## Written problem
Pull out every line of the records below that contains the string "door". Case counts, so match it with the same capitalization.

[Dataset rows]

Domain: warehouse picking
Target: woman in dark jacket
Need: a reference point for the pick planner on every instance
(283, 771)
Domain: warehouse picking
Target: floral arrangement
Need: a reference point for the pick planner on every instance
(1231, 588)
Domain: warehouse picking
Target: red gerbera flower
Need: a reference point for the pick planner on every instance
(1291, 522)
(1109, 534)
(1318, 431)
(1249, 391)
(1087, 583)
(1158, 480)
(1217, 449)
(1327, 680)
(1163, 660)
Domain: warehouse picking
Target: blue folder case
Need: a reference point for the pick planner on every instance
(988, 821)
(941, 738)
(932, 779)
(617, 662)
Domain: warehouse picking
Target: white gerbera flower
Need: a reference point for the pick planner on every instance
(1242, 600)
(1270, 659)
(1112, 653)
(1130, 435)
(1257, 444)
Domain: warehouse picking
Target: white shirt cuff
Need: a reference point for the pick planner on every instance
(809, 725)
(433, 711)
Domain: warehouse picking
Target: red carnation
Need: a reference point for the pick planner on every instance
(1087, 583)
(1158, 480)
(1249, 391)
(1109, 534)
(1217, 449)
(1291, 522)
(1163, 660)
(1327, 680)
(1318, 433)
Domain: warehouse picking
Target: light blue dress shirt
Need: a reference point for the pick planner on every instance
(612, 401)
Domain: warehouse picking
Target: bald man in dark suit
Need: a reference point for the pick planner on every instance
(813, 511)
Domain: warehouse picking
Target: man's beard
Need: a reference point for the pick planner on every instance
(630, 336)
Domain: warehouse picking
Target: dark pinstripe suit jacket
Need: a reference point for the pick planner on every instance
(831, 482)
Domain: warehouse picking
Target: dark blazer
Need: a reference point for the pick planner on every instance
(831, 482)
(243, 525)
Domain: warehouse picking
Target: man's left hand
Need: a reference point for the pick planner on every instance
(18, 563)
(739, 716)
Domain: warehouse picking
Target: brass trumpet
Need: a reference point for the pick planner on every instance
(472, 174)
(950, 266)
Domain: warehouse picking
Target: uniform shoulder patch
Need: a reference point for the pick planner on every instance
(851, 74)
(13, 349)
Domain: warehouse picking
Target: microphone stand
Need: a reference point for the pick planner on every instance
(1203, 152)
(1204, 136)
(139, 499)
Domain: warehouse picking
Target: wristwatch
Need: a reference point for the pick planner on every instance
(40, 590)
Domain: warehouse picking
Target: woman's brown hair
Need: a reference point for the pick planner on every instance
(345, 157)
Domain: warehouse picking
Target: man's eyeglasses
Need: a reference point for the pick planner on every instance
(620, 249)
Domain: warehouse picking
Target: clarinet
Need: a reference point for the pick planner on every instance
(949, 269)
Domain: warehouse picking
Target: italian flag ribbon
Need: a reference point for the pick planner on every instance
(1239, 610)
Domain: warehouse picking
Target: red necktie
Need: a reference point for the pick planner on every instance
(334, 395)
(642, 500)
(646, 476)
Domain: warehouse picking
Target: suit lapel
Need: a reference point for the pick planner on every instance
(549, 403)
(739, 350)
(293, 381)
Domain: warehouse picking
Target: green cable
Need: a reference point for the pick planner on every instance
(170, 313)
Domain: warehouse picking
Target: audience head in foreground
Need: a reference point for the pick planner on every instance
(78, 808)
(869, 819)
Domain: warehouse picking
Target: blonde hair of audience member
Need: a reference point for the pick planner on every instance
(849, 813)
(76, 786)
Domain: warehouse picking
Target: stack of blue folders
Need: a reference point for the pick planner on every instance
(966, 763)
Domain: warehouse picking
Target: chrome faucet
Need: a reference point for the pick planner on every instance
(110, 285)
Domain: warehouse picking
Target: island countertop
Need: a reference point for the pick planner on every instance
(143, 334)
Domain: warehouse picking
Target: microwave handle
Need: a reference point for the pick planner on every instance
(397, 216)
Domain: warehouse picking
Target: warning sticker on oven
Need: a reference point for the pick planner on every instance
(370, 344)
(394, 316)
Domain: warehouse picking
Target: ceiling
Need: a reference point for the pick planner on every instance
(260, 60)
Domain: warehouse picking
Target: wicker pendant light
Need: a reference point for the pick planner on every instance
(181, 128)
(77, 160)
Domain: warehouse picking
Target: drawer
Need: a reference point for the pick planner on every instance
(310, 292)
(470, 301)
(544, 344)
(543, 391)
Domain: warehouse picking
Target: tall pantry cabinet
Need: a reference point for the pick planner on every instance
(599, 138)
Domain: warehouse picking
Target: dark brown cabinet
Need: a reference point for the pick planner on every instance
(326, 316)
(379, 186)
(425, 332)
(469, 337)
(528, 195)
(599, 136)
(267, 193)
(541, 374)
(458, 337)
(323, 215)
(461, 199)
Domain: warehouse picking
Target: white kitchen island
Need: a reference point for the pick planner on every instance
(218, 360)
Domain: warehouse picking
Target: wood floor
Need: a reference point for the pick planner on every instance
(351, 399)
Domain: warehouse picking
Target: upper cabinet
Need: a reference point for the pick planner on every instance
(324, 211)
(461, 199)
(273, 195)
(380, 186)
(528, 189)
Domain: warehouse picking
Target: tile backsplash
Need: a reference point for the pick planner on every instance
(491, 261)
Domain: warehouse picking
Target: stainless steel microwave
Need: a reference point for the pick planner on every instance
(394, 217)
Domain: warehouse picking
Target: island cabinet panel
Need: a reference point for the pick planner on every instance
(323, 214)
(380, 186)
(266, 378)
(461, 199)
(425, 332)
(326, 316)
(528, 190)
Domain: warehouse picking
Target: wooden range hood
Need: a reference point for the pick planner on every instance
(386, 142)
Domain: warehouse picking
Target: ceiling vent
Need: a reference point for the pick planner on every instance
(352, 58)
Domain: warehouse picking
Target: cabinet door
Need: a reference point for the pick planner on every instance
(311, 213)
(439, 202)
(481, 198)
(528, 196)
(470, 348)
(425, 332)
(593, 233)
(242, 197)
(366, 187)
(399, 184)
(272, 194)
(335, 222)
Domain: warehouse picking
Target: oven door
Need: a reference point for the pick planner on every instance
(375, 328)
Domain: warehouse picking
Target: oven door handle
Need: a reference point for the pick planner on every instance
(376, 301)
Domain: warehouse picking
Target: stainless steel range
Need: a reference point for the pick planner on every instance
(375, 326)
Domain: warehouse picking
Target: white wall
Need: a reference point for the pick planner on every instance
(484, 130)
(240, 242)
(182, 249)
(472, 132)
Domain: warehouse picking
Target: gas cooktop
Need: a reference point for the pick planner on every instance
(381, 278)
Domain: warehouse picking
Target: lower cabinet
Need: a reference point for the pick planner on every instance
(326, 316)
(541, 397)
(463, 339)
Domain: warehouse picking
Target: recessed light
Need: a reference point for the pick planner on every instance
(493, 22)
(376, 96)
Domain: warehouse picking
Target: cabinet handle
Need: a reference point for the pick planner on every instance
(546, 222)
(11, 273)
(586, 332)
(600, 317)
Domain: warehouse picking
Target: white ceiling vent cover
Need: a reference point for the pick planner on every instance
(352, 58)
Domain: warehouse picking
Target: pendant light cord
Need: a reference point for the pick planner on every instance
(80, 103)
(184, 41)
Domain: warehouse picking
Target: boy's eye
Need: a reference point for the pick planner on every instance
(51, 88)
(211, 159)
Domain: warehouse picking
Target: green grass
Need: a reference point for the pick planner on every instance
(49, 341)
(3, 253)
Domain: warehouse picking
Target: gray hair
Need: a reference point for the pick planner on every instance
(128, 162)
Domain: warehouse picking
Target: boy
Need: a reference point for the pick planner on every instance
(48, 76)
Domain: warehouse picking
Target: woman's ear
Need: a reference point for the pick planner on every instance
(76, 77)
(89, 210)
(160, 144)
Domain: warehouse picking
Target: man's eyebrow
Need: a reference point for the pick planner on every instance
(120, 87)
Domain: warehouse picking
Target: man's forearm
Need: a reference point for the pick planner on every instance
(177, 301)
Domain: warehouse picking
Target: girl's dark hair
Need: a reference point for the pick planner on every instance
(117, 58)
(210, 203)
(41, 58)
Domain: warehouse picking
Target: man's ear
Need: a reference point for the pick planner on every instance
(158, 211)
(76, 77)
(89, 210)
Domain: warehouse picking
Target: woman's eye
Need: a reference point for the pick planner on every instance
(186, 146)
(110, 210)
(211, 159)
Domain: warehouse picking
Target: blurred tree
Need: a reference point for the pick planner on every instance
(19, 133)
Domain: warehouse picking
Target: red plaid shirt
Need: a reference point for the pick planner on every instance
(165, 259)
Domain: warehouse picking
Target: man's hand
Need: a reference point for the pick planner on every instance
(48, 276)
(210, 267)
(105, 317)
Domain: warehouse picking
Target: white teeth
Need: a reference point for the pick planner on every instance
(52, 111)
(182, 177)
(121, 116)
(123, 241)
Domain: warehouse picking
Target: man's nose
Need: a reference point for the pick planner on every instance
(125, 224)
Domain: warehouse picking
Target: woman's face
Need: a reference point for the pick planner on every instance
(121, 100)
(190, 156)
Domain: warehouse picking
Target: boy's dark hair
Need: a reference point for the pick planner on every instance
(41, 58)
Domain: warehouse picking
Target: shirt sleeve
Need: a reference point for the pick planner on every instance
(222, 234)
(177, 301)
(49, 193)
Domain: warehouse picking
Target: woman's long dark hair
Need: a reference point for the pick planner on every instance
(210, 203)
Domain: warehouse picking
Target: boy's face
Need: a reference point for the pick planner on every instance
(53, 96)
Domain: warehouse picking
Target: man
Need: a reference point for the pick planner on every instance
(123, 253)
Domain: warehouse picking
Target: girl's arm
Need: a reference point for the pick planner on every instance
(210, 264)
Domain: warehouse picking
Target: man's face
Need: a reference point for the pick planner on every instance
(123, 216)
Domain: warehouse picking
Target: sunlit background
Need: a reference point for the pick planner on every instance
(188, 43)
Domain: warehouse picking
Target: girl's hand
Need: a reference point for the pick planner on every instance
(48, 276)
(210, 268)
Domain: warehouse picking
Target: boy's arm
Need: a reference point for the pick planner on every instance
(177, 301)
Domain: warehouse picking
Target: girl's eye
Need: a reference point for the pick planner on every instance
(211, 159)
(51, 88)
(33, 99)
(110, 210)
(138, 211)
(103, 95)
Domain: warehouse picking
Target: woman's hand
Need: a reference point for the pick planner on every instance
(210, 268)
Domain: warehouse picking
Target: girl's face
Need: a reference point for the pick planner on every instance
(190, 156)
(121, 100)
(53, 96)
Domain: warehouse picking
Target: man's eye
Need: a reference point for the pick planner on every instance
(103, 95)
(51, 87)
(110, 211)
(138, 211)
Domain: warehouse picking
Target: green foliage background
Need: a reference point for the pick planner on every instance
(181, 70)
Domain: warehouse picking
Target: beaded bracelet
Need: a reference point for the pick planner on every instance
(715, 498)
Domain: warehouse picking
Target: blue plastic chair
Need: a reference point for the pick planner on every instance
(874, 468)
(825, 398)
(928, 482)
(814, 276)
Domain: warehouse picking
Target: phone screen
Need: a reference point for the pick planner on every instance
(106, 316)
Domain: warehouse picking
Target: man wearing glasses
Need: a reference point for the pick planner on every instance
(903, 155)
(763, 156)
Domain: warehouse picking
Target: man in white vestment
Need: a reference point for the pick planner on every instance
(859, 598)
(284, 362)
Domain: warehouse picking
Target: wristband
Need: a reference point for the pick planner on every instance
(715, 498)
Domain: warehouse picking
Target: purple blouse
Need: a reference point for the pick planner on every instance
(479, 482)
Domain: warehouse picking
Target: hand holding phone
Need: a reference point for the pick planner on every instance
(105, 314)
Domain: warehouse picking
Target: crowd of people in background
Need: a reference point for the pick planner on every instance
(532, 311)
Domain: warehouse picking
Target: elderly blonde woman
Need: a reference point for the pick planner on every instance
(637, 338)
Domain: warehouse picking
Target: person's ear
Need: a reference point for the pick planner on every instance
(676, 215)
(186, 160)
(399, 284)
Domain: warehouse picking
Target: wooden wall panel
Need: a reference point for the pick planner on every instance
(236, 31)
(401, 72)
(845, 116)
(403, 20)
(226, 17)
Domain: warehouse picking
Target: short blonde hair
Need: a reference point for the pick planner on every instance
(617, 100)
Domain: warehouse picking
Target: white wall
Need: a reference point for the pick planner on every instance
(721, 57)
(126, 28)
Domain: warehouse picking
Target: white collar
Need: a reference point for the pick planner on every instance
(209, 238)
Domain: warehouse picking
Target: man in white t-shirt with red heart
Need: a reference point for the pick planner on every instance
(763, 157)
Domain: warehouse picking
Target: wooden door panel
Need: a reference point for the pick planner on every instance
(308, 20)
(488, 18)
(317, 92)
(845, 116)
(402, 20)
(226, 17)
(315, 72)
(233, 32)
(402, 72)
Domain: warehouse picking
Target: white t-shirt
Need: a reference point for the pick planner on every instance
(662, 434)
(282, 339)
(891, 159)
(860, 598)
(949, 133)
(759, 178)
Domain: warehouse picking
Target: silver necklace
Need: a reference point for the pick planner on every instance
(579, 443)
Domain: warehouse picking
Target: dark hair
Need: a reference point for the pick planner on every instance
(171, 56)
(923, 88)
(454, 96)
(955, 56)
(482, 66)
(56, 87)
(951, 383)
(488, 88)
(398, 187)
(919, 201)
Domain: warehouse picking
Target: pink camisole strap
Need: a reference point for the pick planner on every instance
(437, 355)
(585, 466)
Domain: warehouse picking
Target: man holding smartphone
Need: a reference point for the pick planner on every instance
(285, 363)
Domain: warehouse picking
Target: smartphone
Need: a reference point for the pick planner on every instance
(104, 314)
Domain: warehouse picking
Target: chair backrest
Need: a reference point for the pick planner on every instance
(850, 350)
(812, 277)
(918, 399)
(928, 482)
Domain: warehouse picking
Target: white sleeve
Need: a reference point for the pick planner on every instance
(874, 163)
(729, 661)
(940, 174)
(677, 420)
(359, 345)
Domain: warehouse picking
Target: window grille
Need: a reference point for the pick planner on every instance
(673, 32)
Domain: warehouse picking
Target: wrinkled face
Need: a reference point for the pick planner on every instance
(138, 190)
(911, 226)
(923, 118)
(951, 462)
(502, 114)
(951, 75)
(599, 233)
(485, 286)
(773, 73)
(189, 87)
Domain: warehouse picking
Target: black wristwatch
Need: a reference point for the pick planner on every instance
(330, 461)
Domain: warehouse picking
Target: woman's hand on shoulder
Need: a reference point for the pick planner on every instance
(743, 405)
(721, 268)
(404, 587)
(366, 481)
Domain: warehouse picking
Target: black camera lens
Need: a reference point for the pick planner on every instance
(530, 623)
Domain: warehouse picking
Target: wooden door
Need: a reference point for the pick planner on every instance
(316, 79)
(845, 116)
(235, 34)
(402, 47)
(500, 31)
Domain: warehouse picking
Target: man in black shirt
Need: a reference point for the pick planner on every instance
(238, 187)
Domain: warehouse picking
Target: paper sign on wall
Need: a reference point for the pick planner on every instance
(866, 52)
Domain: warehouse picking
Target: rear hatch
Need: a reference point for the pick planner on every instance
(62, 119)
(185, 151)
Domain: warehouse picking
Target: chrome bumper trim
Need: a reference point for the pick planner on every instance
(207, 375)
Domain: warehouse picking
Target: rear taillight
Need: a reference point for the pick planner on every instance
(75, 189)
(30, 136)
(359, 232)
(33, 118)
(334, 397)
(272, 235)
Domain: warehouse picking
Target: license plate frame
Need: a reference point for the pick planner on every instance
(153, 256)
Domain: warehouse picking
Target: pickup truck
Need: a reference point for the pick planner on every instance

## Correct response
Target: cabinet door
Target: oven door
Target: oven door handle
Target: wooden door panel
Target: wooden door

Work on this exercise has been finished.